** Opening Page text block **
Inside the Capitol

Tuesday, December 11, 2007

12-14 Outsiders Preempting NM Voters


Syndicated Columnist

      SANTA FE -- New Mexican voters will have some interesting federal contests in which to make decisions. But unfortunately, in some races, those decisions already are being made for us by others.

      In the presidential races, New Mexico voters will get very little say. Democrats again will hold a presidential caucus the first Tuesday in February.

   But whereas four years ago all presidential candidates had been here at least once and some several times, this year, only Bill Richardson and Dennis Kucinich have been in the state.

   And Kucinich hasn't paid his $2,500 yet to get on New Mexico's ballot. At present, only Richardson and Connecticut Sen. Chris Dodd will be on the caucus ballots.

   On Feb. 5, New Mexico Democrats will get an opportunity to give Gov. Richardson the great majority of the state's nominating convention ballots -- if Richardson still is in the hunt by then.

   Four years ago, New Mexico was one of the first states in the Democratic presidential selection process. This year, 10 states are ahead of us and 23 states will vote on Feb. 5.

   As for New Mexico's Republicans, they vote on June 3, dead last in the process and likely four months after 33 other states already have chosen the GOP nominee.

   In the U.S. Senate race, Rep. Tom Udall appears to have the Democrat nomination sewed up, partly as the result of the national party's intervention that resulted in Udall being convinced to run for the post and Albuquerque Mayor Martin Chavez being told that he will receive no national help if he wins the Democratic nomination.

   The Republican U.S. Senate primary is wide open with U.S. Reps. Steve Pearce and Heather Wilson going head to head for the opportunity to defend the GOP seat from Democratic incursion.

   In the 1st Congressional District, it appears that national Republican intervention has tried to clear the field for Bernalillo County Sheriff Darren White. Mark Boitano, a state senator who was thinking about running, reports he was given about the same message as Chavez received. So far Boitano is staying out of the race, as is state Rep. Janice Arnold-Jones who also was eyeing the contest.

   But nothing deters state Sen. Joe Carraro, a maverick Albuquerque Republican who has run often for higher office, most recently for Sen. Jeff Bingaman's seat two years ago. He lost the primary race and complained that party officials were backing Dr. Allen McCulloch of Farmington.
** Closing Page text block **
** Opening Dataset entries block **
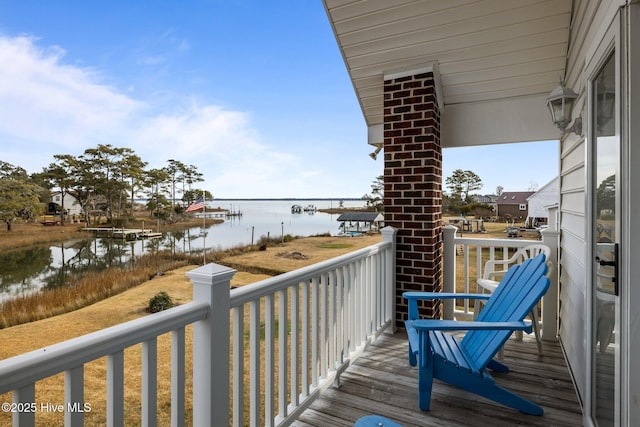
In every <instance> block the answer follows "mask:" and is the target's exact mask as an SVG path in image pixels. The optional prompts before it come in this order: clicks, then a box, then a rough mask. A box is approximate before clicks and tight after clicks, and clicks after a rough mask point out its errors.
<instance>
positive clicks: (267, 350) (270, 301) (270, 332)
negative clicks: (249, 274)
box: [264, 294, 282, 427]
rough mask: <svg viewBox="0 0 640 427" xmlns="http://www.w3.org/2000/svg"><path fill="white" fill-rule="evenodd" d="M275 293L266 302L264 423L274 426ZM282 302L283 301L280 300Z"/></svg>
mask: <svg viewBox="0 0 640 427" xmlns="http://www.w3.org/2000/svg"><path fill="white" fill-rule="evenodd" d="M274 300H275V297H274V295H273V294H271V295H267V296H266V297H265V302H264V425H265V426H266V427H271V426H273V418H274V417H275V399H276V396H275V384H274V378H275V367H276V363H275V362H276V360H275V325H274V323H275V322H274V320H275V312H274V307H275V305H274V302H275V301H274ZM280 303H282V302H280Z"/></svg>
** Closing Dataset entries block **
What you need to do:
1. List every presidential candidate named in the column on New Mexico's federal contests.
2. Write out the stretch of the column on New Mexico's federal contests from "Four years ago, New" through "the Democratic nomination.", word for word.
3. Extend the column on New Mexico's federal contests past its final paragraph.

Answers for each item:
1. Bill Richardson, Dennis Kucinich, Chris Dodd

2.
Four years ago, New Mexico was one of the first states in the Democratic presidential selection process. This year, 10 states are ahead of us and 23 states will vote on Feb. 5.

   As for New Mexico's Republicans, they vote on June 3, dead last in the process and likely four months after 33 other states already have chosen the GOP nominee.

   In the U.S. Senate race, Rep. Tom Udall appears to have the Democrat nomination sewed up, partly as the result of the national party's intervention that resulted in Udall being convinced to run for the post and Albuquerque Mayor Martin Chavez being told that he will receive no national help if he wins the Democratic nomination.

3.
   On the Democrat side, several candidates are in, but the word is the state party still is looking for a heavyweight to add to the field.

   The 2nd Congressional District appears to be where the most fun is to be had this year. Both parties have wide-open races, with additional candidates still getting in.

   In the 3rd Congressional District, what once appeared to be such a large Democratic field that there was a fear none of them would receive the required 20 percent of the nominating convention vote, the pack now is being thinned significantly.

   Four major candidates have recently dropped out of the race, leaving Public Regulation Commission Chairman Ben Ray Lujan as the presumed winner.

   Political observers are speculating that Lujan's father, House Speaker Ben Lujan, has orchestrated an effort to clear the field for his son.

   Some candidates will remain in the race but the Democrats' pre-primary nominating convention is expected to give none of them the required 20 percent of votes, leaving Lujan as the one candidate on the ballot.

   On the GOP side, there isn't expected to be much of a choice for voters either. The district leans Democrat enough to make the race not very attractive for Republican candidates.

   Ron Dolin, who ran an almost-zero-budget campaign two years ago has thought about getting in. But now Marco Gonzales a former Pete Domenici staffer, is looking at it and should make a respectable showing.

FRI, 12-14-07


JAY MILLER, 3 La Tusa, Santa Fe, NM 87505

(ph) 982-2723, (fax) 984-0982, (e-mail)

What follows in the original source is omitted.